(Collected data)
┏━━
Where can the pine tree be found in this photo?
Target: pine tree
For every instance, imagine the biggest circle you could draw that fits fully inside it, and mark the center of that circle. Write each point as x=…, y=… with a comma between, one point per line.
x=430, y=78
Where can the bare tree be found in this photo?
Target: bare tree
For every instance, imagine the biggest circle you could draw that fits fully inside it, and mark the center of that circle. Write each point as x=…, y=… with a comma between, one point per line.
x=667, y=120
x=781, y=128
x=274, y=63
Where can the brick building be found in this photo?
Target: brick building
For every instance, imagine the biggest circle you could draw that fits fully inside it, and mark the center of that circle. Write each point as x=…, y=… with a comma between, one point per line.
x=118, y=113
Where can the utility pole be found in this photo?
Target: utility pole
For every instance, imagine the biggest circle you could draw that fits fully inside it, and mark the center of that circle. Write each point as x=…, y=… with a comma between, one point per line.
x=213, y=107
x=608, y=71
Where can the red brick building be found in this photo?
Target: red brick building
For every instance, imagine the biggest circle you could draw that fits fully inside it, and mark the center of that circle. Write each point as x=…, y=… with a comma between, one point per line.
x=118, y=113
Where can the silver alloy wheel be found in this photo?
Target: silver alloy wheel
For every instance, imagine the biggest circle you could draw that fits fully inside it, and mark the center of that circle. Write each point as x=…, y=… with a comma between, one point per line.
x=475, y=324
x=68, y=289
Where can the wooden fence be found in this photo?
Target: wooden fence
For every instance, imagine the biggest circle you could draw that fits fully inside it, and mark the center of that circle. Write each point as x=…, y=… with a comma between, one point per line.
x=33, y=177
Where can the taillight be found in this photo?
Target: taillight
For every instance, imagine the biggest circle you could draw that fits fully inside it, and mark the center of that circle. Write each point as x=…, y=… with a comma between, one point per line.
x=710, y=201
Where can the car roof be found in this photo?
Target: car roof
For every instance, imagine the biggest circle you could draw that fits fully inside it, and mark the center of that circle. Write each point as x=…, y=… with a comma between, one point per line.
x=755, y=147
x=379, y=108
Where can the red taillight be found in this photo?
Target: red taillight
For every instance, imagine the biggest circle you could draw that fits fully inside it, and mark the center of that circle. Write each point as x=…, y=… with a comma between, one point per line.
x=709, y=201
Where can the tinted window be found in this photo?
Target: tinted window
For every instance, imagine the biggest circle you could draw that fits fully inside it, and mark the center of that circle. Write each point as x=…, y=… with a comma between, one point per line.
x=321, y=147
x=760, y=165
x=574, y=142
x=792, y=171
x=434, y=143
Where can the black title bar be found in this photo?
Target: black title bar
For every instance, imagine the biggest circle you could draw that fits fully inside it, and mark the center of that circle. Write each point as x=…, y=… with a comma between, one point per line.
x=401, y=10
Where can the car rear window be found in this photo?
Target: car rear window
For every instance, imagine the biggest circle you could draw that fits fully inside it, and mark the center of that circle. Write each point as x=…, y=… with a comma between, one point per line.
┗━━
● Work to complete
Each entry above must be printed exactly as written.

● Worked solution
Where can the pine tree be found in this photo?
Target: pine tree
For every instance, imagine the biggest circle you could draw that fits fully inside it, and mark the center of that circle. Write each point as x=…, y=… with a comma between, one point per line.
x=430, y=78
Where can the bare tree be found in this photo?
Target: bare tree
For every instance, imagine the biggest circle you could draw that fits fully inside it, and mark the center of that circle. Write each point as x=…, y=… with a comma between, one point per line.
x=667, y=120
x=781, y=128
x=274, y=63
Where can the brick building be found in this photo?
Target: brick building
For every instance, imagine the biggest circle you could draw that fits fully inside it, and mark the center of that circle. Write each point as x=…, y=… with a comma between, one point per line.
x=118, y=113
Where can the utility pole be found in this photo?
Target: utility pole
For every instance, imagine the biggest circle you could draw that fits fully inside it, and mark the center of that circle. Write each point as x=…, y=… with a comma between, one point per line.
x=213, y=107
x=608, y=71
Where can the red brick building be found in this photo?
Target: red brick building
For every instance, imagine the biggest circle you could draw that fits fully inside it, and mark the center of that circle. Write each point as x=…, y=… with a comma between, one point per line.
x=118, y=113
Where can the silver alloy wheel be found in this photo?
Target: silver alloy wheel
For every instance, imagine the biggest circle you could draw that fits fully inside it, and mark the center of that circle. Write each point as x=…, y=… with a comma between, one point per line.
x=475, y=324
x=68, y=289
Where can the wooden fence be found in this photo?
Target: wooden fence
For every instance, imagine the biggest circle you could draw that fits fully inside it, and mark the center of that circle. Write each point as x=…, y=… with a comma between, one point per line.
x=33, y=177
Where can the taillight be found in this photo?
Target: taillight
For every instance, imagine the biggest circle you could draw that fits fully inside it, and mark the center of that circle. Write each point as x=…, y=… with a comma between, one point per line.
x=710, y=201
Where can the car roof be found in this photo?
Target: car roof
For every instance, imagine the biggest circle you could draw that fits fully inside it, and mark the center of that circle. Write each point as x=…, y=… with a comma between, one point per line.
x=755, y=147
x=379, y=108
Where can the red taillight be found in this photo?
Target: red taillight
For every instance, imagine the biggest circle you could draw that fits fully inside it, and mark the center of that circle. Write each point as x=…, y=… with a comma between, one point per line.
x=709, y=201
Where can the tinted window be found in this photo?
Target: tinted window
For every instance, imagine the biggest circle you could draw that fits fully inside it, and mark the center of that circle. Write each point as x=…, y=… with a comma between, one point per line.
x=321, y=147
x=760, y=165
x=574, y=142
x=792, y=171
x=434, y=143
Where can the black title bar be found in this photo?
Target: black title bar
For every instance, imagine the biggest circle you could draw that fits fully inside it, and mark the center of that circle. Write each point as x=…, y=… with a comma between, one point per line.
x=401, y=10
Where can the car rear window be found in this photo?
Target: car rear window
For every instance, imagine the biggest circle you could draw that fits fully inside it, and mark the center of that circle. Write each point as x=…, y=… with a comma between, one point per line.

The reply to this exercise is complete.